:: EXERCISE GOAL ::
Transcribe verbatim the items below, starting at the line containing "eye in the picture above?" and ending at the line containing "ear in the picture above?", with both of those lines included.

:: INPUT ROWS ::
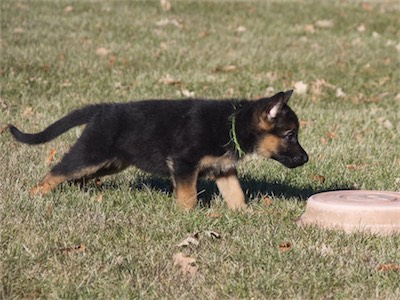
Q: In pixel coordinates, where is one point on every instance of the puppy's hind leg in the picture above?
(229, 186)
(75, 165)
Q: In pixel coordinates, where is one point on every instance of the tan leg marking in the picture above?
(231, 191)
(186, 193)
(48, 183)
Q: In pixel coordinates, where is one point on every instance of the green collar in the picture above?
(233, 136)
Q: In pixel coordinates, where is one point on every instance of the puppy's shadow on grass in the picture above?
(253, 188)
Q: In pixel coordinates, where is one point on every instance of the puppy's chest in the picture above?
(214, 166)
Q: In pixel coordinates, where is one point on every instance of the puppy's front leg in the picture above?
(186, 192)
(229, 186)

--

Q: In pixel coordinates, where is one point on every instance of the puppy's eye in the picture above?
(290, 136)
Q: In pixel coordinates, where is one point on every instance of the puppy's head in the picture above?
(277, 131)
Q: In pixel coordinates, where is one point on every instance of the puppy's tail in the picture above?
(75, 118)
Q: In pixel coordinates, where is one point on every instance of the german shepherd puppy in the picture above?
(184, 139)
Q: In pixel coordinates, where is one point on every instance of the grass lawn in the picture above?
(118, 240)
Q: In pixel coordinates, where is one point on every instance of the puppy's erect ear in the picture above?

:: SOLUTION TO THIS EXERCISE ::
Q: In pixel coordinates, where is one point on every instance of the puppy's eye in the picture above?
(290, 136)
Q: In pixel coordinates, where is one point on every instance of the puppy's head in the picture above?
(277, 131)
Q: In pixel coordinates, where is one point on every instance of the puppy's tail in the picture above?
(75, 118)
Q: In pixel coordinates, where is one point on every instance of the german shepherd puppy in the picture above?
(184, 139)
Q: In pixel coordinates, where is one point on every instance of the grass lawn in the picture above?
(118, 240)
Q: In pixel coordinates, where is one point on every instance of the puppy's erect ear in the picture above?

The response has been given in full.